- [Task instructions] In the horn and piano concert announcement below, reproduce word for word the passage from "Schaffer says Wolfgang" to "in horn music.".

- [Selected text]
A Little Lunch Music: AU Faculty and Students Performing Music for Horn and Piano

Dr. William Schaffer. Photo credit Auburn University Photographic Services.

On Thursday, December 7 from noon to 1:00 pm, the series will present a free concert in the Grand Gallery. Featured will be music for horn-piano duo and music for horn trio. The duo is hornist William Schaffer and pianist Joshua Pifer. Members of the Auburn University Horn Ensemble playing trio music are Andrew Kirk, Jonythan Tribble, Tripp Gulledge, and Sam Becker, all students of Dr. Schaffer. The program will include music by Anton Reicha, Eugène Bozza, Wolfgang Amadeus Mozart, and Peter Schickele. Gifts from anonymous friends of the series have helped to make this performance possible.

Click here for the calendar event page with more about the performers and the full schedule for fall 2017.

Schaffer is assistant professor of Horn and Music Theory at Auburn and serves as principal horn in Florida’s Sinfonia Gulf Coast. He has published original, arranged, and historical works for horn and brass ensembles.

Schaffer says Wolfgang Amadeus Mozart’s “Horn Concerto No. 4,” is the biggest work on Thursday’s program and was the second one composed by Mozart. “They numbered them after his death, and they got them out of order,” Schaffer said. He says it was probably written for Mozart’s good friend and horn virtuoso Joseph Leutgeb. Its third movement contains the hunting themes common in horn music.

“The horn made its way into Western music by its use in the hunt,” Schaffer said. “It was a signaling instrument, essentially.” He said the curved shape allowed it to be carried on a horseman’s shoulder, and it was designed so that the bell pointed behind the rider and away from the horse’s sensitive ears. He says it first showed up in concert music during hunting scenes in operas in the 1600s, possibly earlier.

- [Dataset excerpt]
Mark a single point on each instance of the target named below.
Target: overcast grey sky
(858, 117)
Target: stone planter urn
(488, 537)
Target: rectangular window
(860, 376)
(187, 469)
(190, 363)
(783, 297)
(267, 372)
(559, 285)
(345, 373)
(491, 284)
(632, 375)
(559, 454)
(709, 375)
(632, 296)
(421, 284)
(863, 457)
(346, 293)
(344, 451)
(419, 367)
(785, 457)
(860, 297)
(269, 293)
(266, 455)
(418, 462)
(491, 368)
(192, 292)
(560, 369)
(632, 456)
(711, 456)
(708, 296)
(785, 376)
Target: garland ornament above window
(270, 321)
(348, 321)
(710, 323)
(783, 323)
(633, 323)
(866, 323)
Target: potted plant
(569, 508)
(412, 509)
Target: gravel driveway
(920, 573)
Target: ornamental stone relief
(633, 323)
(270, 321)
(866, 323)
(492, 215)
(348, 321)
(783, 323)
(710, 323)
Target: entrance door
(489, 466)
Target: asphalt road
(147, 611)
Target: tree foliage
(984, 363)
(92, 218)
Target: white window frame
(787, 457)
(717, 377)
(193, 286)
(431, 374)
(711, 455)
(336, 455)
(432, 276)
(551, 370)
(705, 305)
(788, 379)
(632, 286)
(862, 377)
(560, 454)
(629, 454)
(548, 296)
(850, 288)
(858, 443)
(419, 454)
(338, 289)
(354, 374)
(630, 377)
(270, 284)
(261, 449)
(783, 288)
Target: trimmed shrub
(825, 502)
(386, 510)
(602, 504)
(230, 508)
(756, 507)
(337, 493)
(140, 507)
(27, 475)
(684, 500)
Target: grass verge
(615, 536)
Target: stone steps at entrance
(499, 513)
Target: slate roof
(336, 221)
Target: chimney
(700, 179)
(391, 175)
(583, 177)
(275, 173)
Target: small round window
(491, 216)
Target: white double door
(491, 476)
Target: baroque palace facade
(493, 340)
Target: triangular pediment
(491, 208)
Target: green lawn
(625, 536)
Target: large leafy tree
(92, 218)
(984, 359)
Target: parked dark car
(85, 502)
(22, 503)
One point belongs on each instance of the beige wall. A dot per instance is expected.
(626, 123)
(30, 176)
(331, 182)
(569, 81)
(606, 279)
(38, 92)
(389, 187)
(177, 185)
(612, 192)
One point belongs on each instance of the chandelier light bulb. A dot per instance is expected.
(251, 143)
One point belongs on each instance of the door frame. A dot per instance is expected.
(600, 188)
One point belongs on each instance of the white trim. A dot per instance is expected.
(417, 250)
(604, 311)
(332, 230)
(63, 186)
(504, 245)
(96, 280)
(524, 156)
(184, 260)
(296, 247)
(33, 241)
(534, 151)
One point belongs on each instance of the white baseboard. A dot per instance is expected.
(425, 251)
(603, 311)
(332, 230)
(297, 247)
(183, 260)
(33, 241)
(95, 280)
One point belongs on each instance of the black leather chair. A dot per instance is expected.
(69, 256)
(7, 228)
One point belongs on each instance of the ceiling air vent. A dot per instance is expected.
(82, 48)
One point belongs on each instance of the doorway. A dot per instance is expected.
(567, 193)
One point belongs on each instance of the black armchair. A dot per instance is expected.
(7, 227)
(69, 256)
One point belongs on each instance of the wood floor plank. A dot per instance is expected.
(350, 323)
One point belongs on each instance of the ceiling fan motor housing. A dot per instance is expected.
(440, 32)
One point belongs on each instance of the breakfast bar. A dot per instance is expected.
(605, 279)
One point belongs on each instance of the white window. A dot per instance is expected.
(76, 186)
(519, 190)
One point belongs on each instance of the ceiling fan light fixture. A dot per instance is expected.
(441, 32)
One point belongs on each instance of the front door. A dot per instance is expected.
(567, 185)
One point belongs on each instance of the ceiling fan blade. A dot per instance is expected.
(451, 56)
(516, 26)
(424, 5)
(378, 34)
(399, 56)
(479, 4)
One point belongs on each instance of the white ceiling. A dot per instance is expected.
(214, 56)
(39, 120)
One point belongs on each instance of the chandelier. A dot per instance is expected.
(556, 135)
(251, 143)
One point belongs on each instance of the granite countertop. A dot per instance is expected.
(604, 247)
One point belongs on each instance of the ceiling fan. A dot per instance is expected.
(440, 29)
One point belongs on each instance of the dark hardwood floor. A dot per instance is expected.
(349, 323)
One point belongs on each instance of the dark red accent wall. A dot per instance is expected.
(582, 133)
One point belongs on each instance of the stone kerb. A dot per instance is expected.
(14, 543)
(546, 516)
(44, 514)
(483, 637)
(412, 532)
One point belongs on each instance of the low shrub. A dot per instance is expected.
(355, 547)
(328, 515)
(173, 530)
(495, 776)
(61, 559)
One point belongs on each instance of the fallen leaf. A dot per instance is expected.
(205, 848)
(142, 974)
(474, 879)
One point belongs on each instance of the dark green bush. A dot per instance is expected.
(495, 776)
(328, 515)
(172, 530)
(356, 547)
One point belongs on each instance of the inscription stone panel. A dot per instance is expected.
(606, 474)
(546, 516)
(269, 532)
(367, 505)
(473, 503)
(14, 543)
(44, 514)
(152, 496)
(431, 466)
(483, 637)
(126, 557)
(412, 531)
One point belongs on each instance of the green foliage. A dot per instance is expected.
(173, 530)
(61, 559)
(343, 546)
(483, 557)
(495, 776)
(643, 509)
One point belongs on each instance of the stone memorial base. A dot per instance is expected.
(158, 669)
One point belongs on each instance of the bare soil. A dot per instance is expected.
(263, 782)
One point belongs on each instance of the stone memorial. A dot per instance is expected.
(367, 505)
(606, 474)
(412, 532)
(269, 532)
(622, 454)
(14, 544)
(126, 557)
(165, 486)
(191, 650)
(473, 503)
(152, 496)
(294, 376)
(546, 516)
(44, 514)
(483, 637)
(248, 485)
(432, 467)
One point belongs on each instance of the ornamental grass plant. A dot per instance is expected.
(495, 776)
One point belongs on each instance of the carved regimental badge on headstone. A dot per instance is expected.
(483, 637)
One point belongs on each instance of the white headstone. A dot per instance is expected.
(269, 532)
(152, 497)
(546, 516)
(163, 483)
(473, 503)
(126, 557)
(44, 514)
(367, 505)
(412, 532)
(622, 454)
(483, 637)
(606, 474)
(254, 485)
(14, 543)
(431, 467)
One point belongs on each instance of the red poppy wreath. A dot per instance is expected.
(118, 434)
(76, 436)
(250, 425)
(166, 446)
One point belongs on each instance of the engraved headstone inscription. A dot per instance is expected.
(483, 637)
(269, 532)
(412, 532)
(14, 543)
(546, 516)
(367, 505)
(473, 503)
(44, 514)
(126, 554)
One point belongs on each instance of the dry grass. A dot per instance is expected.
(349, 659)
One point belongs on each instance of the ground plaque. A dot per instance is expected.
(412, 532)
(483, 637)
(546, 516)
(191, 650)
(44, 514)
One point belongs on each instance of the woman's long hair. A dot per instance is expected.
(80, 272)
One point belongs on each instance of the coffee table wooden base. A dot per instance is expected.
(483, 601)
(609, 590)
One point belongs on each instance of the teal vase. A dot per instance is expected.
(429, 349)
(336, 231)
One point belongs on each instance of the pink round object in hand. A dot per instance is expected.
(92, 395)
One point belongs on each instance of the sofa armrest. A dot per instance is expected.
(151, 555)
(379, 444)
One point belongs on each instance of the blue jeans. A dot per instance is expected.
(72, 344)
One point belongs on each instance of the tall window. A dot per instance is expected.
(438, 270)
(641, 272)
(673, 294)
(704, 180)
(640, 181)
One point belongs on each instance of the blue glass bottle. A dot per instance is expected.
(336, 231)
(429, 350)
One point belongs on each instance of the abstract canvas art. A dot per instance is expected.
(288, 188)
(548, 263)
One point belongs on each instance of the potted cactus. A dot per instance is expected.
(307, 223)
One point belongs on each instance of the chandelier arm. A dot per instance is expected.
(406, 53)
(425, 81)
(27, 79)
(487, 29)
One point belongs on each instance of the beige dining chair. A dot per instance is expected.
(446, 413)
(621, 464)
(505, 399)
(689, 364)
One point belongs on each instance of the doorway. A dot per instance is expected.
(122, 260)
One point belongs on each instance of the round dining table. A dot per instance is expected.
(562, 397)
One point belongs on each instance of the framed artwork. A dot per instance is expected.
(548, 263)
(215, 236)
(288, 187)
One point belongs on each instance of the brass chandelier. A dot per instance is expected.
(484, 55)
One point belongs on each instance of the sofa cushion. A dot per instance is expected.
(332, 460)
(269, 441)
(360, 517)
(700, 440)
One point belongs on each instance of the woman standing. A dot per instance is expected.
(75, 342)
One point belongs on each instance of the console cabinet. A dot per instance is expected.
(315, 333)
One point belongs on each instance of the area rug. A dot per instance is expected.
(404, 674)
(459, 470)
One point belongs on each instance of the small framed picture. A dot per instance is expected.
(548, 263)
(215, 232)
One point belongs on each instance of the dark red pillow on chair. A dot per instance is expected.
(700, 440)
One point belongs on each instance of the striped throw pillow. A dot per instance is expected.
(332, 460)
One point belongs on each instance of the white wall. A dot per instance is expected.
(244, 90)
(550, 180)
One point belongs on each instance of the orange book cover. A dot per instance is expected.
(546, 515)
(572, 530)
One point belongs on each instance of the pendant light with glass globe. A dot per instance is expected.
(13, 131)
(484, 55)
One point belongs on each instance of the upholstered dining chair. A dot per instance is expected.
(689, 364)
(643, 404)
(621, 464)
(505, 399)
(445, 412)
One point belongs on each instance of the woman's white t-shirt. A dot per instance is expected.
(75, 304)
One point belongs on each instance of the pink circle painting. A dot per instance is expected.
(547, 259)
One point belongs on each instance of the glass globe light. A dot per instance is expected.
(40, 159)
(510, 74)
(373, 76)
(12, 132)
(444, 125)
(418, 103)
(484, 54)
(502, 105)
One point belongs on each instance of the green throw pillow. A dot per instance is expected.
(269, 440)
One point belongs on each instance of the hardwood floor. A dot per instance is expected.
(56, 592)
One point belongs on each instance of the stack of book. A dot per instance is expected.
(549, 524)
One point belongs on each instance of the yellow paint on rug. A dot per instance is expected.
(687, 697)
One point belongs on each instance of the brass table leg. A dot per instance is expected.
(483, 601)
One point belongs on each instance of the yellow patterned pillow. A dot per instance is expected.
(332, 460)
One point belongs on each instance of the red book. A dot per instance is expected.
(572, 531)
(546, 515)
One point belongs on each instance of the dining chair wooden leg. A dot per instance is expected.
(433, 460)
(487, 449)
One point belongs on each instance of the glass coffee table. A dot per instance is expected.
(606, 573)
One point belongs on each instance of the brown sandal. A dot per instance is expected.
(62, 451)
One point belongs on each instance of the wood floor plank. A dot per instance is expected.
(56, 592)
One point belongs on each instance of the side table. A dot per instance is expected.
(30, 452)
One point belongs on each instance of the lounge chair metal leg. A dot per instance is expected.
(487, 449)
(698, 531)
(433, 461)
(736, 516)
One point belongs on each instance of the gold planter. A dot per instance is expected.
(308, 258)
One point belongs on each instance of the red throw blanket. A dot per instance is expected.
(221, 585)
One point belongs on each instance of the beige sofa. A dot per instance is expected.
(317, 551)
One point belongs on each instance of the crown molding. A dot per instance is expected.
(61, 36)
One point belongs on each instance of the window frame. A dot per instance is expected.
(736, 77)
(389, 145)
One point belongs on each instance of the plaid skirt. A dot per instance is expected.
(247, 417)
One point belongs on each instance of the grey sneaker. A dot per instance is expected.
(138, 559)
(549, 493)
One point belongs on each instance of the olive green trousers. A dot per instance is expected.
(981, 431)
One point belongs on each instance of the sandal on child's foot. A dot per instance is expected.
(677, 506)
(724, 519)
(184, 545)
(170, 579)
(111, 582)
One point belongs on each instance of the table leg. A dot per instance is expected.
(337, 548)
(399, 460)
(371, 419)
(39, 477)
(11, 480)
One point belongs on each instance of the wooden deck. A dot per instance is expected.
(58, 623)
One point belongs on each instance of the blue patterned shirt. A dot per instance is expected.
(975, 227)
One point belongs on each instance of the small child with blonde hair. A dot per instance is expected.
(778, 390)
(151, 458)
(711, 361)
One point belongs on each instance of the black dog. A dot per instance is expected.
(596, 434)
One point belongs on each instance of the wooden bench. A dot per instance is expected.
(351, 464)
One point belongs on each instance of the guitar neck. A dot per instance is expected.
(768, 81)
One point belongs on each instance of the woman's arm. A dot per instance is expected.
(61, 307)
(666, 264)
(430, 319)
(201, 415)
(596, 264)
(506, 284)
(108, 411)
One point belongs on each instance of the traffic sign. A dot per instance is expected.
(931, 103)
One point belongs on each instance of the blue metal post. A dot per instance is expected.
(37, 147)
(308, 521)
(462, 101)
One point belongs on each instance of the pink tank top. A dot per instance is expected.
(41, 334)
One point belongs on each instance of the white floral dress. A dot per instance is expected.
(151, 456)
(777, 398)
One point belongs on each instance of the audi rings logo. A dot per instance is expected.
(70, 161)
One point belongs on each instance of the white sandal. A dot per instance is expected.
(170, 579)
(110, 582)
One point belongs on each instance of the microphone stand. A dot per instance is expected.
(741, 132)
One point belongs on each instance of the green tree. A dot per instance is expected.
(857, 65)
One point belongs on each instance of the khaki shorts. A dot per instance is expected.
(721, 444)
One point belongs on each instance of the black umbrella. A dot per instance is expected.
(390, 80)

- [Solution]
Schaffer says Wolfgang Amadeus Mozart’s “Horn Concerto No. 4,” is the biggest work on Thursday’s program and was the second one composed by Mozart. “They numbered them after his death, and they got them out of order,” Schaffer said. He says it was probably written for Mozart’s good friend and horn virtuoso Joseph Leutgeb. Its third movement contains the hunting themes common in horn music.